◆ Work order ◆
From the records below, extract all the text exactly and leave the images behind.

◆ Data for this exercise ◆
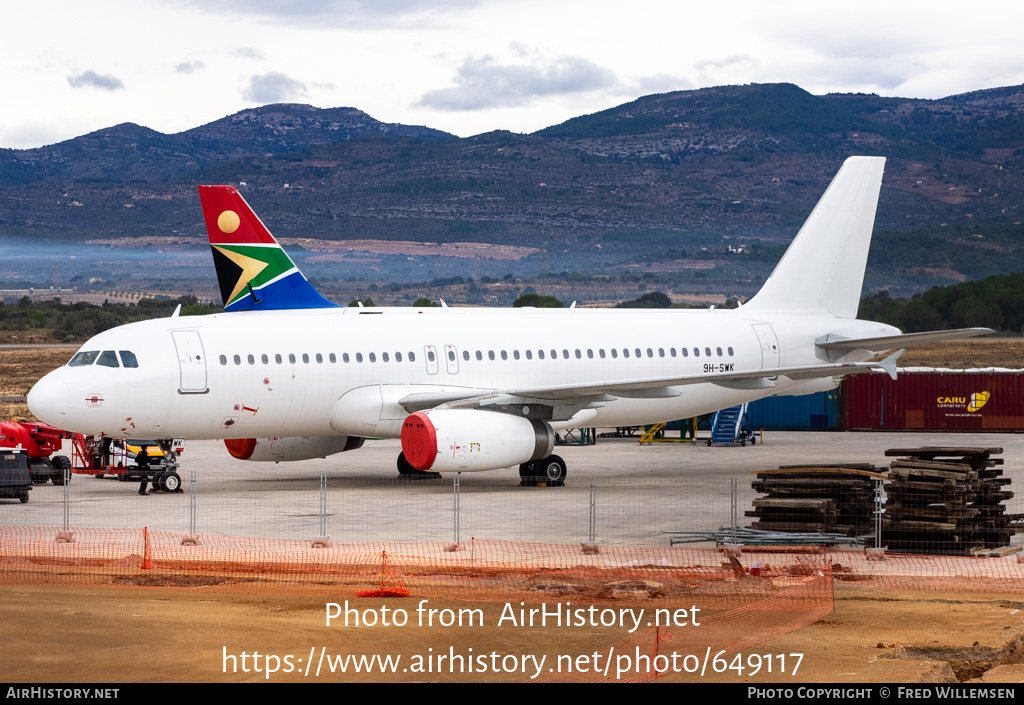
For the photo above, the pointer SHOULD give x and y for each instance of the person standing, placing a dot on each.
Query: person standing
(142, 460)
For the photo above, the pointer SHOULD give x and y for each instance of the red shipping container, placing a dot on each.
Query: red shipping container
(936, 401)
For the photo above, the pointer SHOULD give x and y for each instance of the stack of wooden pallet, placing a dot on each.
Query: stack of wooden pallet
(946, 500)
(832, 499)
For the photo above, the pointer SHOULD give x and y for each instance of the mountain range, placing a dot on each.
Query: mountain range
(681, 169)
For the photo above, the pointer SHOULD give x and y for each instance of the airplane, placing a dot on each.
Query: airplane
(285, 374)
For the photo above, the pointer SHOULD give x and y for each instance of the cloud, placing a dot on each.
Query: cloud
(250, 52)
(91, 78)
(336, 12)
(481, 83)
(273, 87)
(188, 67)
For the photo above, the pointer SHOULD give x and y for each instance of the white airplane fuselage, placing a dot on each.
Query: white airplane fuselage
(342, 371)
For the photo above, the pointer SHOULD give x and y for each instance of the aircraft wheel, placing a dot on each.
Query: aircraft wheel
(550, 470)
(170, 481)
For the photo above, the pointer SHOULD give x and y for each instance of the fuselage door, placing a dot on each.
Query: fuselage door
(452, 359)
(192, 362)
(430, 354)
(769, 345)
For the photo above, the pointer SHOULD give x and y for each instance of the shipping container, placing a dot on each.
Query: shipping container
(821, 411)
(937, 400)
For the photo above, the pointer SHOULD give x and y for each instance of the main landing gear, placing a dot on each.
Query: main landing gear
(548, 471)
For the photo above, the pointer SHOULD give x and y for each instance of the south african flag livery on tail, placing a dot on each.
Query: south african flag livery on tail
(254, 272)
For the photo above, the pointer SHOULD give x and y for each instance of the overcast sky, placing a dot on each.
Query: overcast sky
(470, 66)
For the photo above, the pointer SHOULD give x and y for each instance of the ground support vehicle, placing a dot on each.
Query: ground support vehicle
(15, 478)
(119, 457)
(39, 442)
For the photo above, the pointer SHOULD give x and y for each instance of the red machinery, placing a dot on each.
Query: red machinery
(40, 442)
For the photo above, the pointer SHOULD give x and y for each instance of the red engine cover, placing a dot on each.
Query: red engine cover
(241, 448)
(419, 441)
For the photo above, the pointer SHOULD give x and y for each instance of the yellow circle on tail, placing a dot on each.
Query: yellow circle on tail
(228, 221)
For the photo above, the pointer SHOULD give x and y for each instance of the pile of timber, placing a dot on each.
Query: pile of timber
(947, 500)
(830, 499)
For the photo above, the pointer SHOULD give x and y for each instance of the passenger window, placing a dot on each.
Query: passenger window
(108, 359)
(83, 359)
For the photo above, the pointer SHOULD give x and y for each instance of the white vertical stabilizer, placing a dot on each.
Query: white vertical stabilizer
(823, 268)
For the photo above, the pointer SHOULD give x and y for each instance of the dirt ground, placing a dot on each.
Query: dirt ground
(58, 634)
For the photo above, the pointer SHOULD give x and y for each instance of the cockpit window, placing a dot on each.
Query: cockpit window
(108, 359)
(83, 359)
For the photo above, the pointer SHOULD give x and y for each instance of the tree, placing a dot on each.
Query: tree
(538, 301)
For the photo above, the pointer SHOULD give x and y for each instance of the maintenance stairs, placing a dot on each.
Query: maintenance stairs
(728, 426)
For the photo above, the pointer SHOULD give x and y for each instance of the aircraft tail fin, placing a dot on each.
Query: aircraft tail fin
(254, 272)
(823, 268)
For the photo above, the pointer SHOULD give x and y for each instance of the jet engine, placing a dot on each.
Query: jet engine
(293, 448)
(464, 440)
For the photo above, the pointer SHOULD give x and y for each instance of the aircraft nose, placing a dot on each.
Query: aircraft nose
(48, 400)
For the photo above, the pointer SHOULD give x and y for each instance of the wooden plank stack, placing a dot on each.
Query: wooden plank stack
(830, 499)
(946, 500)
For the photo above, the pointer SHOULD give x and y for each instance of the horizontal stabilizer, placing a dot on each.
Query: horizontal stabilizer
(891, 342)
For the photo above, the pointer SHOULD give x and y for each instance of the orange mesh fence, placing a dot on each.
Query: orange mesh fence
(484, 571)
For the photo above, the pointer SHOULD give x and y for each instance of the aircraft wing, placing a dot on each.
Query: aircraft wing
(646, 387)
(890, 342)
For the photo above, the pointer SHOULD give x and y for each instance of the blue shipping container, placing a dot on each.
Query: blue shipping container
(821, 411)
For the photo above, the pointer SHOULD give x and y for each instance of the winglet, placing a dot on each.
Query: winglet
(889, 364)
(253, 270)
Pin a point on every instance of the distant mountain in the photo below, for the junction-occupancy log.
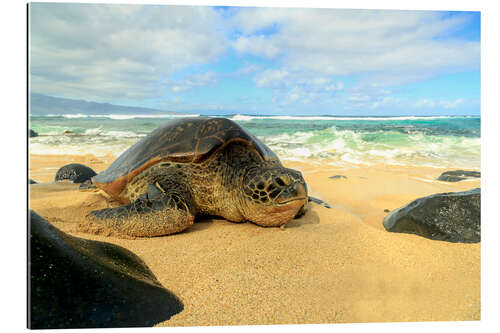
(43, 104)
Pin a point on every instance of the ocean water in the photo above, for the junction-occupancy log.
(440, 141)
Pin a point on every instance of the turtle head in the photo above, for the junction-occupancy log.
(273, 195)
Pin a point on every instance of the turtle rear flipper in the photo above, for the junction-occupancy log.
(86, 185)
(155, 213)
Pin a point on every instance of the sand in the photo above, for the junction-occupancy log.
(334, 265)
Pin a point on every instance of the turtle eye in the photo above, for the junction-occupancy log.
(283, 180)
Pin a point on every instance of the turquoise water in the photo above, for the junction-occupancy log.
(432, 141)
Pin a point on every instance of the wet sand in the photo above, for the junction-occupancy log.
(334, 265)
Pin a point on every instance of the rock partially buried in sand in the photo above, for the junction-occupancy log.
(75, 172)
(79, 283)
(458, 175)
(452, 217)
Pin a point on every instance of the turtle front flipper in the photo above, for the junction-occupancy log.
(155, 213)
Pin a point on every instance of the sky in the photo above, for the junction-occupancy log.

◆ Your solution ◆
For the photo above, the pointer SHOULD give x and y for each instance of the person standing, placing a dot on each.
Query: person standing
(142, 460)
For the photo above, the pointer SHOULD give x and y for each instance of the red shipping container, placing a dot on each.
Query: red shipping container
(936, 401)
For the photo above, the pointer SHOULD give x and y for each instance of the stack of wooden pallet, placing a dot on each.
Query: stack of wooden pallet
(946, 500)
(832, 499)
For the photo above, the pointer SHOULD give x and y for each instance of the mountain range, placing a dot on each.
Query: mountain range
(681, 169)
For the photo above, the pointer SHOULD give x and y for each instance of the airplane, placing a dot on each.
Query: airplane
(285, 374)
For the photo above, the pointer SHOULD give x and y for each instance of the cloud, placing a dot on each.
Query: cloud
(250, 52)
(91, 78)
(336, 12)
(481, 83)
(273, 87)
(188, 67)
For the photo above, the pointer SHOULD give x and y for each instance of the white airplane fuselage, placing a dot on each.
Query: white airplane fuselage
(342, 371)
For the photo above, the pointer SHOULD give x and y for each instance of the aircraft wheel, placing a dot on each.
Query: aircraft wheel
(550, 470)
(170, 481)
For the photo above, the pointer SHOULD give x and y for each instance of the fuselage door, placing a dot on each.
Query: fuselage door
(452, 359)
(192, 362)
(430, 354)
(769, 345)
For the photo above, the pointer SHOULD give x and y for each instance of the shipping container, placing a dot on each.
Query: shipping container
(821, 411)
(937, 400)
For the photo above, the pointer SHOULD give x and y for each instance of the main landing gear, placing a dot on each.
Query: main landing gear
(548, 471)
For the photo above, the pointer SHOULD give x and y for each instance of the south african flag livery on tail, placing a dot on each.
Query: south african flag livery on tail
(254, 272)
For the photo above, the pointer SHOULD give x and y for each instance of the overcast sky, placing a dot on each.
Query: overcast sky
(470, 66)
For the photo above, the pointer SHOULD give x and y for each instance of the ground support vehicle, placing a dot on each.
Query: ground support vehicle
(15, 478)
(119, 457)
(39, 442)
For the photo above, the pointer SHOULD give x and y for each instance of the red machinery, placing a dot on each.
Query: red machinery
(40, 442)
For the photo above, the pointer SHOULD give x and y for each instance of the red engine cover, placing a dot on each.
Query: red engine cover
(241, 448)
(419, 441)
For the photo above, the pointer SHOULD give x and y for each instance of the yellow circle on tail, placing a dot on each.
Query: yellow circle on tail
(228, 221)
For the photo above, the pointer SHOULD give x and y for each instance of the pile of timber, placing a dot on each.
Query: pile of timber
(947, 500)
(830, 499)
For the photo above, the pointer SHOULD give x and y for each instance of the passenger window, placing a dot on each.
Query: passenger window
(108, 359)
(83, 359)
For the photo above, the pointer SHOULD give x and y for each instance of the white vertical stabilizer, placing a dot on each.
Query: white vertical stabilizer
(823, 268)
For the photo above, the pointer SHOULD give x and y for each instance of the dirt ground, placing a dot on each.
Query: dirt ground
(58, 634)
For the photo above, the pointer SHOULD give x and y for each instance of the cockpit window, placing a dot on each.
Query: cockpit window
(108, 359)
(83, 359)
For the photo above, the pointer SHOULD give x and y for each instance of the tree, placing a dot on each.
Query: tree
(538, 301)
For the photo above, the pointer SHOULD give x and y for each instance of the maintenance stairs, placing a dot on each.
Query: maintenance stairs
(728, 426)
For the photo above, the pointer SHOULD give x and y for each instance of the aircraft tail fin, placing a dot on each.
Query: aircraft tail fin
(254, 272)
(823, 268)
For the photo above, the pointer SHOULD give x and y for each instance of the jet engine, placing a dot on each.
Query: jet engine
(293, 448)
(464, 440)
For the photo above, the pointer SHOULD give x and y for each instance of the aircraft nose, placing a dot on each.
Query: aircraft nose
(48, 400)
For the photo above, the pointer SHOULD give x and y for each instance of the wooden plank stack, placing a dot on each.
Query: wooden plank stack
(830, 499)
(946, 500)
For the photo above, the pointer SHOULD give x and y for each instance of the horizontal stabilizer, placing a dot on each.
Query: horizontal stabilizer
(891, 342)
For the photo above, the pointer SHOULD give x and y for each instance of the orange mesh fence, placing a dot on each.
Query: orange mesh fence
(484, 571)
For the photo above, the pointer SHOULD give x and y for each instance of the aircraft wing, placing a dot on each.
Query: aircraft wing
(646, 387)
(890, 342)
For the photo above, the pointer SHOULD give x and y for each instance of the blue shipping container, placing a dot on each.
Query: blue shipping container
(821, 411)
For the photo above, the pointer SHOULD give x and y for each instance of the winglet, placing a dot on each.
Query: winglet
(889, 364)
(253, 270)
Pin a point on every instance of the distant mountain in the photo below, for the junction-occupancy log.
(43, 104)
Pin a point on every instance of the ocean water in the photo above, for the junction-occupancy log.
(440, 141)
Pin a point on every instance of the turtle head in the photo above, for the junction-occupancy log.
(273, 195)
Pin a point on every instance of the turtle rear flipper in the photo above, for the junction-occupancy log.
(86, 185)
(155, 213)
Pin a point on every instance of the sand in the photo above, for the junction-occupancy log.
(334, 265)
Pin a point on every instance of the turtle eye in the photo above, for the junction-occupancy log.
(283, 180)
Pin a point on every instance of the turquoise water in the photo above, for the junction-occupancy log.
(432, 141)
Pin a point on every instance of the wet sand in the photo above, for the junction-occupancy log.
(334, 265)
Pin a point on every instance of the rock partially buried in sand in the photo above, for the junction-occupancy log.
(75, 172)
(79, 283)
(458, 175)
(452, 217)
Pin a point on every instance of the turtle front flipper in the photo above, for the junction-occupancy log.
(155, 213)
Pin a point on every instance of the sky in the photo above, for the junction-occupancy log.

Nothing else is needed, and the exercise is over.